*Texte source:*
Si l'on prend pour mesure de cette intégration la part du PIB national allant aux exportations, on trouve une grande diversité de situations avec des ratios allant de moins de 10 % pour certains pays sub-sahariens enclavés, à des ratios de plus de 45 % pour les pays exportateurs de pétrole ou grands producteurs de produits agricoles de base.

Ces derniers ratios se comparent favorablement à ceux de pays industrialisés.

Toutefois, le commerce de l'Afrique, mesuré par sa part du commerce mondial, a eu tendance à décliner durant la dernière décennie, et cette tendance est préoccupante.

Citons quelques chiffres : 2,4 % des exportations mondiales en 1970 et 1 % en 1992.

Le premier défi est là pour l'Afrique : prendre une part croissante au commerce mondial, car le commerce et l'échange sont créateurs de richesses, de revenus et donc d'emplois.

Certes, mais comment ?

En amont de l'échange et des marchés, une nécessité impérieuse est l'investissement, qu'il soit d'origine interne et nationale, ou d'origine extérieure.

On ne saurait assez insister sur l'importance, pour tous les pays, mais peut-être encore plus pour les pays en développement, de mieux mobiliser leur épargne intérieure, souvent plus abondante qu'on ne le croit, et de consacrer cette épargne à l'investissement sous toutes ses formes.

Un niveau accru d'investissement sur financement national devrait permettre le maintien d'un taux de croissance élevé.

Investissement d'origine extérieure ? L'on retrouve là l'aide publique au développement, plutôt tournée vers le financement des infrastructures et de la formation.

L'on retrouve aussi, et j'y reviendrai, l'investissement étranger et les investissements de portefeuille.

Si l'on s'intéresse aux flux financiers totaux dirigés vers l'Afrique, observons qu'ils ont augmenté de 10 % en 1995, atteignant le montant de 22 milliards de dollars, ce qui classait l'Afrique au troisième rang mondial, après l'Europe et l'Asie centrale.

Toutefois, contrairement à l'Asie et à l'Amérique latine, il s'agit pour l'essentiel (78 % du total) d'aide publique au développement.

L'Afrique sub-saharienne a bien connu une augmentation des flux de capitaux privés ces deux dernières années, mais ceux-ci se sont fortement concentrés sur quelques pays seulement.

Les investissements étrangers directs étaient de l'ordre de 2,2 milliards de dollars en 1995.

*Données à traiter:*
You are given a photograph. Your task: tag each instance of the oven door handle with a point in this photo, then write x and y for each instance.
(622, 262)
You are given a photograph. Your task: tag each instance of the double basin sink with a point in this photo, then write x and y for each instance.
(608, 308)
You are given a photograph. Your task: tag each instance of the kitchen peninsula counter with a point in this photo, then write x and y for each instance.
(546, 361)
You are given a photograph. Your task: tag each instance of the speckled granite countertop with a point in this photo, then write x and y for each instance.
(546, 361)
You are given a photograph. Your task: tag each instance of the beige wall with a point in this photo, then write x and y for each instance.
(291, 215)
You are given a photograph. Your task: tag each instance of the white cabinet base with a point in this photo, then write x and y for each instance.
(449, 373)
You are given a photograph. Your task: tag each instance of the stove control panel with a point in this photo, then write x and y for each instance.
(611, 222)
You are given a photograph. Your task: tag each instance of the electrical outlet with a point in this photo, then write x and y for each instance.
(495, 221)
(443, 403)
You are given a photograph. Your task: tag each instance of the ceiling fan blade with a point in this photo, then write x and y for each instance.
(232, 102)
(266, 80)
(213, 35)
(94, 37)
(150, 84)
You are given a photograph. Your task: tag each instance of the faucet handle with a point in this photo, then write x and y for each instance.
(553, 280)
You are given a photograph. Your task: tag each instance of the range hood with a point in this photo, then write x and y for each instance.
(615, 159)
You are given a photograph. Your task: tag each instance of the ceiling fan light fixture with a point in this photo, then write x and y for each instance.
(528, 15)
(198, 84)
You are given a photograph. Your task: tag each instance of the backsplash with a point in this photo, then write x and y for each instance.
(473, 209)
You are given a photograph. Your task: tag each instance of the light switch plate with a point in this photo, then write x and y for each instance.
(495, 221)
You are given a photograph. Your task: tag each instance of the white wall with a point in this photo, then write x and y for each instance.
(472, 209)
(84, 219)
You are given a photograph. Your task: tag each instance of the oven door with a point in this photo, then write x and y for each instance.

*Consignes:*
[1] Les affirmations suivantes concordent-elles avec le texte sur le commerce africain ? Répondez par oui ou non, en citant les mots décisifs du texte. (a) En 1992, l'Afrique représentait 1 % des exportations mondiales. (b) Les flux financiers totaux vers l'Afrique ont diminué en 1995. (c) L'aide publique au développement constituait 78 % de ces flux.
[2] Relevez toutes les lignes des données où figure la chaîne « ceiling ».
Le texte et les lignes n'ont aucun rapport entre eux.

*Réponses par tâche:*
[1]
(a) Oui : « 2,4 % des exportations mondiales en 1970 et 1 % en 1992 ».
(b) Non : « ils ont augmenté de 10 % en 1995 ».
(c) Oui : « il s'agit pour l'essentiel (78 % du total) d'aide publique au développement ».

[2]
You are given a photograph. Your task: tag each instance of the ceiling fan blade with a point in this photo, then write x and y for each instance.
You are given a photograph. Your task: tag each instance of the ceiling fan light fixture with a point in this photo, then write x and y for each instance.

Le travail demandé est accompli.